* _EXERCISE REQUIREMENTS_:
If a record holds a picture, leave the picture out and print everything else exactly.

DATA SHOWN: Begin

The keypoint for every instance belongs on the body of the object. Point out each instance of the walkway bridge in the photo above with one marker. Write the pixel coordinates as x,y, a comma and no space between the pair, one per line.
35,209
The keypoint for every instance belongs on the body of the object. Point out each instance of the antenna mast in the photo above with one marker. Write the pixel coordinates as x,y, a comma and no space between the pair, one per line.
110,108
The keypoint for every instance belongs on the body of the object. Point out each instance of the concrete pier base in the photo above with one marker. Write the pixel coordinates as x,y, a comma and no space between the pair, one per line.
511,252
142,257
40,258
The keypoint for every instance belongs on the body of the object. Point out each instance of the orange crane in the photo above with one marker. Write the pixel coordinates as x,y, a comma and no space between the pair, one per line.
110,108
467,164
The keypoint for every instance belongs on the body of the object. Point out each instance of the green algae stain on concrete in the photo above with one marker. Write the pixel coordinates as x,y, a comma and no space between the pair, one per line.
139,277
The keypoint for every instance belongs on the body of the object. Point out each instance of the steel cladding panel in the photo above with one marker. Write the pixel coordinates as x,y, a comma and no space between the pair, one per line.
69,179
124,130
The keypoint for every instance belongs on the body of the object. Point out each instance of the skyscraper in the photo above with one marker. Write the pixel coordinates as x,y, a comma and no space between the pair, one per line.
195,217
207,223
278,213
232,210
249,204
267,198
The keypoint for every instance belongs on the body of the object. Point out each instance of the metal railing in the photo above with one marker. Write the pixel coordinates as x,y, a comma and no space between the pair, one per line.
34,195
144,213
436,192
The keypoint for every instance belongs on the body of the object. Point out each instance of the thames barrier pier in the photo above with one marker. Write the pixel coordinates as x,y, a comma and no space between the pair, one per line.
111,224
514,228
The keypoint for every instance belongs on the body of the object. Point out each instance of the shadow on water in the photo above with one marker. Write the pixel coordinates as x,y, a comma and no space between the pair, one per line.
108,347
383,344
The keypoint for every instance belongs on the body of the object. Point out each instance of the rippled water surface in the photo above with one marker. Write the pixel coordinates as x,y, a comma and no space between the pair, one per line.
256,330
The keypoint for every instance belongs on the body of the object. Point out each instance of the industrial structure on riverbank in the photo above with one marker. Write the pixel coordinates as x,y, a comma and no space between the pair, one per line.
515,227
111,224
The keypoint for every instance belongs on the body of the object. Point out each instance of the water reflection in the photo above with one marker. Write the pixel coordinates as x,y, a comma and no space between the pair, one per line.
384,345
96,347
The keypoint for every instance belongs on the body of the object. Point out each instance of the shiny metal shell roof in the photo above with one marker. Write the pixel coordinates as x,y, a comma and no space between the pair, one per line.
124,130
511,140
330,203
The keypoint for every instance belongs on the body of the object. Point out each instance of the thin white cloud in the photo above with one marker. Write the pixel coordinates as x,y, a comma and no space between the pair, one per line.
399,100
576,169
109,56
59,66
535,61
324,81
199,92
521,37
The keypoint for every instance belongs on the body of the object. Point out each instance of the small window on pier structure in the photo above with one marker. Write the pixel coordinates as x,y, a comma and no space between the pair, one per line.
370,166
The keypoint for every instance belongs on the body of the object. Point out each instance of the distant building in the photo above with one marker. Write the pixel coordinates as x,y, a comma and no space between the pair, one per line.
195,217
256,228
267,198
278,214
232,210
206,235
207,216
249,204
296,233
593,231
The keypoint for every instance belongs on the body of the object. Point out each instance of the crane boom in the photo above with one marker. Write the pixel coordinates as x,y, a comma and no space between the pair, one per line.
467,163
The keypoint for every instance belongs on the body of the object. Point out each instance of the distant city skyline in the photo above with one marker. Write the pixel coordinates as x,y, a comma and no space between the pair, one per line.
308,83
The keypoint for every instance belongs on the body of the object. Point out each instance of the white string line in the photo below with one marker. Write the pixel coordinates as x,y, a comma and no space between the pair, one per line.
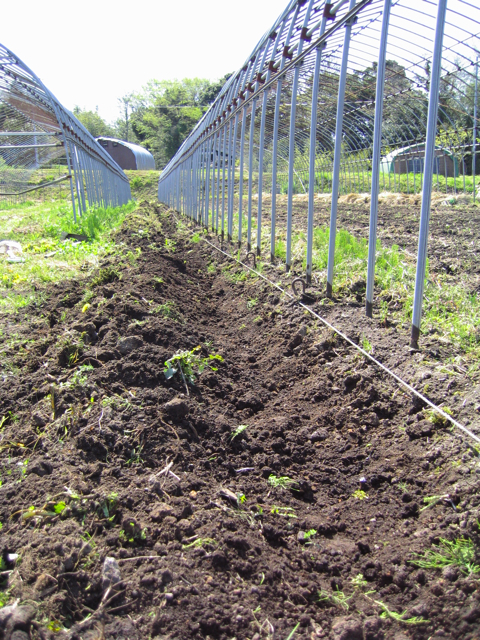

DATA SHOWN: End

* _SOLUTION TO THE PROBLEM_:
The keypoint for every instance belongs on the body of the object. Point out each instance of the walkway bridge in the photo above with one marker. Write the pixel coordinates as x,y, a comma and no space between the pair, one per line.
35,209
The keypoint for every instance belongs on the body of the object. Point out each instance of the antenna mast in the photo above with one marker. Write the pixel coordinates as x,y, a comma and no space between the pair, one per line.
110,108
The keypoint for every instance belongs on the body of the object. Point out each instance of the concrete pier base in the photo above with one marker. Write the pixel coordinates as x,y, a comma and no space between the pair, one per line.
511,252
142,257
40,258
The keypoint for every instance belongs on the body of the object. Point out each instance of the orange crane in the photo above with one marker. Write the pixel coordinates as x,y, a comma and no space between the pair, one per line.
110,108
467,164
The keypoint for every instance belongs on the body of the object. Point out each instance of the green algae stain on concrete in the photo above with one marker. Write the pixel coordinates as x,y, a comma and no space between the pair, one per line.
139,277
The keypoint for every instance belongs on the body of the object. Point out each instance of the steel cladding panel in the photo above with one marker. Write the pixel coordinates as x,y, a comma and no space between the pair, one per line.
69,179
124,130
The keypoint for every instance belongs on the body of the object. Point out each instance of the skyscraper in the photo above with one marker. Write the pixel coordinates as x,y, a comma and no space between the pair, one per line.
195,217
207,223
278,213
232,210
249,204
267,198
The keypoint for every instance belongs on the body of the object. Point out each instance of the metal railing in the photo above with one marker. Write the pixel coordinates as x,y, a comma and no space between the pair, one per line.
34,195
144,213
436,192
The keypoint for every instance belongs on the body of the object. Point out each instance of the thames barrier pier in the photo above with one marker. Write the pixel coordinates as x,y, a comma and no space between the pair, one per line.
111,224
514,228
The keypoint for every instance belongs on the body of the object. Point out each instance of the shadow on water in the photo above with one marker. Write the pixel coordinates as x,y, a comma and no space between the pair, one per line.
108,347
383,344
The keypoint for every instance belongs on the body of the object. Point out each instance of the rippled water surface in the photo above with one marker. Write the pixel coordinates as x,y, a comma and no space between the pair, one per line.
256,330
The keypoint for every instance belongs on the body of the object. Point out each instance of the industrial structure on riverbank in the photo above with one marker. Write the pixel coordinates as x,y, a comma and no space between the pair, one per line.
515,227
111,224
The keypoint for every instance belongs on the body of the object. Point out each instance of the water reflection in the photo above with one marker. Write the pixel coordinates as x,y, a comma and no space between the pair, one per line.
384,345
96,347
The keypoint for every instance belongs on the body of the object. Point out each instance of the shiny metal shell roof in the photo above with one marker. Write the pixel coordinates as x,y, a comma and no space between the pair, one per line.
124,130
511,140
330,203
The keypoint for every instance belongs on the body of the object. Point out each instance of the thin white cloud in the photo above with one marker. Write the pixel coordinates as x,y, a comma and no space between the pair, one per line.
399,100
576,169
109,56
59,66
535,61
324,81
199,92
521,37
The keypoint for every instance belongs on the body of the object. Point out each instance of the small window on pier structure in the photo above with one marker. Write the pixel coordinates as x,y, a comma and no space between the pair, one per line.
370,166
The keypoint for every instance belongs on the body of the object. Point out each instance of the distant building in the photo above with one marker. Write the pixel coordinates as x,y, a comma and no space between the pair, one per line.
195,217
256,228
267,198
278,214
232,210
206,235
207,216
249,204
296,233
593,231
The keypoint for every instance belongs on the body of the object. Point out each instance of the crane boom in the photo above with one marker. Write the pixel coordinates as x,y, a comma and no space between the pair, one per line.
467,163
The keypoint for every instance belongs on the body of the object. Point out each instance of the distant city skyline in the photo above with one marker. Write the pixel coordinates as x,y, a comma and no space between the pair, one per line.
308,83
The keypoint for every instance belongs on the body of the object. Point out each instance of the white string line in the photo below with one marker. Write the pixel coordinates as x,y, a comma and no space between the pair, one per line.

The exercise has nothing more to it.